A quick search only reveals Blackberry QNX and PlayBook OS.

Also somewhat related.  In a earlier thread someone pointed out this
out of tree module used for contiguous allocations in SOC (and other?)
environments.  It even has the option of making use of CMA.
http://processors.wiki.ti.com/index.php/CMEM_Overview

>> However, this type of implementation looks quite a
>> bit like hugetlbfs today.
>> - Both require opening a special file/device, and then calling mmap on
>>   the returned fd.  You can technically use mmap(MAP_HUGETLB), but that
>>   still ends up using hugetbfs.  BTW, there was resistance to adding the
>>   MAP_HUGETLB flag to mmap.
> 
> And I think we shouldn't really shape any API based on hugetlb.

Agree.  I only wanted to point out the similarities.
But, it does make me wonder how much of a benefit hugetlb 1G pages would
make in the the RDMA performance comparison.  The table in the presentation
show a average speedup of something like 27% (or so) for contiguous allocation
which I assume are 2GB in size.  Certainly, using hugetlb is not the ideal
case, just wondering if it does help and how much.

>> - Allocation of contiguous memory is much like 'on demand' allocation of
>>   huge pages.  There are some (not many) users that use this model.  They
>>   attempt to allocate huge pages on demand, and if not available fall back
>>   to base pages.  This is how contiguous allocations would need to work.
>>   Of course, most hugetlbfs users pre-allocate pages for their use, and
>>   this 'might' be something useful for contiguous allocations as well.
> 
> But there is still admin configuration required to consume memory from
> the pool or overcommit that pool.

- **GIVEN TASK 1**
In the thread excerpt, what option does the out-of-tree module for contiguous allocations have?

- **EXERCISE DATA**
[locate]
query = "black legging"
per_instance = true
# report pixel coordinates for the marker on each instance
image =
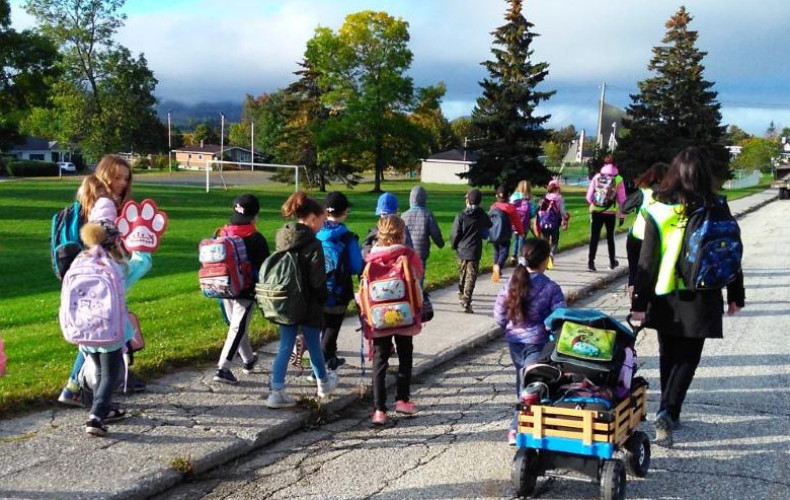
(597, 221)
(382, 349)
(678, 361)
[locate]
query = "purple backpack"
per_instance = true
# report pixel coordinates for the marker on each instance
(93, 301)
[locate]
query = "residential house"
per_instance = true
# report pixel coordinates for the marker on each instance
(197, 156)
(444, 167)
(37, 148)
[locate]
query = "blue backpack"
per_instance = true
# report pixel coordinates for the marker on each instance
(501, 230)
(710, 257)
(549, 216)
(65, 242)
(338, 277)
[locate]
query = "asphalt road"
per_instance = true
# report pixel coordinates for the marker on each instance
(733, 444)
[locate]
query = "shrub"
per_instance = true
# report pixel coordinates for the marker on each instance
(32, 168)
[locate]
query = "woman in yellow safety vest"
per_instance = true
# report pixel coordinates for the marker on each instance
(639, 200)
(683, 318)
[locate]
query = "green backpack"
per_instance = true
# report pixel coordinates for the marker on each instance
(279, 290)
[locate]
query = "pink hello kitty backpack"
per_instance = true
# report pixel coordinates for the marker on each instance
(93, 301)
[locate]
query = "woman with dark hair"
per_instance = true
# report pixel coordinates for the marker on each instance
(682, 317)
(523, 305)
(639, 200)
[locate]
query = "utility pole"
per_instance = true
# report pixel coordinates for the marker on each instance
(600, 115)
(169, 145)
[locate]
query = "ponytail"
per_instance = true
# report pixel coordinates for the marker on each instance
(517, 302)
(301, 206)
(535, 251)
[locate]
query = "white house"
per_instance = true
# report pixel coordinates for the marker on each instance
(36, 148)
(444, 167)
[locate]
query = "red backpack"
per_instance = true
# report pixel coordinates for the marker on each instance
(225, 271)
(390, 297)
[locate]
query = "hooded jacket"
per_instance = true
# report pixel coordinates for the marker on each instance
(297, 237)
(333, 232)
(470, 227)
(619, 198)
(422, 224)
(512, 214)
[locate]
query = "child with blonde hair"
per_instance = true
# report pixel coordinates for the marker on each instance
(388, 252)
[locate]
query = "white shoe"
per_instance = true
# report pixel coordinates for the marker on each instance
(280, 399)
(326, 388)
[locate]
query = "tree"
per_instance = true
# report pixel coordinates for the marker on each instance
(756, 153)
(511, 135)
(105, 99)
(674, 108)
(362, 71)
(26, 69)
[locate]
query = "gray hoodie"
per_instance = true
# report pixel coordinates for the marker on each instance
(422, 224)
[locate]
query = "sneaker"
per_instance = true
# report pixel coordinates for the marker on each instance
(250, 365)
(663, 426)
(280, 399)
(406, 407)
(95, 427)
(326, 388)
(114, 415)
(379, 417)
(225, 376)
(71, 397)
(334, 363)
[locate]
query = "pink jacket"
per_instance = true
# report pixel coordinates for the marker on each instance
(608, 169)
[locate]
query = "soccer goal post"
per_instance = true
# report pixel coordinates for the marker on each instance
(253, 165)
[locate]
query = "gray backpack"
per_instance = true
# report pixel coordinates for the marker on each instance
(279, 291)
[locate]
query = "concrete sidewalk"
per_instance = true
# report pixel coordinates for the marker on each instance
(185, 421)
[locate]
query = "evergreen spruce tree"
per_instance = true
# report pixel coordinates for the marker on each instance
(510, 134)
(675, 108)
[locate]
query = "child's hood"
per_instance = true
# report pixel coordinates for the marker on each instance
(609, 169)
(293, 236)
(332, 231)
(418, 197)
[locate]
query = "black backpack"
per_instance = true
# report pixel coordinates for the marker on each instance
(65, 242)
(501, 230)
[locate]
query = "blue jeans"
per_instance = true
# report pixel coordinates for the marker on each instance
(312, 339)
(522, 355)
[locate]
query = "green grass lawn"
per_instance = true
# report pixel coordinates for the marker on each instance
(181, 327)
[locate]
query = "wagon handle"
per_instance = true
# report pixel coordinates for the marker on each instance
(635, 328)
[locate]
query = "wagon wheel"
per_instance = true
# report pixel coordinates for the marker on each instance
(637, 454)
(613, 480)
(523, 474)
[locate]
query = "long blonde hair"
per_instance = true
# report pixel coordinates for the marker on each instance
(525, 189)
(392, 231)
(108, 168)
(91, 190)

- **GIVEN TASK 2**
Which lines of the records contain the word "woman"? List each of them.

- **PROBLEM SOLUTION 1**
It can make use of CMA.

- **PROBLEM SOLUTION 2**
query = "woman in yellow safety vest"
query = "woman with dark hair"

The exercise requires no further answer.